Dataset rows showing where objects appear:
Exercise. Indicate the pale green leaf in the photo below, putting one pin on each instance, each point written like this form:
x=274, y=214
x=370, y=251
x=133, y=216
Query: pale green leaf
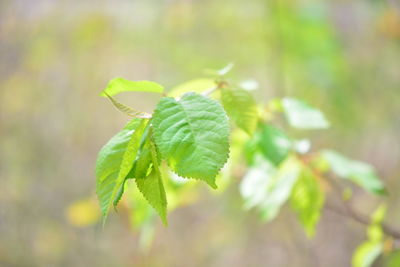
x=393, y=259
x=192, y=134
x=221, y=72
x=118, y=85
x=128, y=110
x=197, y=86
x=307, y=200
x=274, y=144
x=241, y=108
x=359, y=172
x=374, y=230
x=279, y=188
x=249, y=85
x=152, y=188
x=114, y=162
x=225, y=70
x=141, y=166
x=254, y=185
x=366, y=254
x=301, y=115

Set problem> Write out every line of the entries above again, requests included. Multiply each x and y coordinate in the answers by 1.7 and round to whole numbers, with halves rounded up; leave the requests and their sample points as they are and omit the pictures.

Exercise answer>
Exercise. Indicate the pale green leaf in the photo below, putting one pin on each instance, each point written like this form:
x=274, y=214
x=370, y=251
x=133, y=216
Query: pale green leaf
x=668, y=440
x=326, y=228
x=376, y=122
x=201, y=145
x=218, y=187
x=335, y=146
x=522, y=340
x=466, y=245
x=410, y=184
x=610, y=292
x=636, y=391
x=474, y=320
x=423, y=145
x=258, y=320
x=194, y=275
x=383, y=119
x=240, y=282
x=432, y=315
x=622, y=432
x=512, y=196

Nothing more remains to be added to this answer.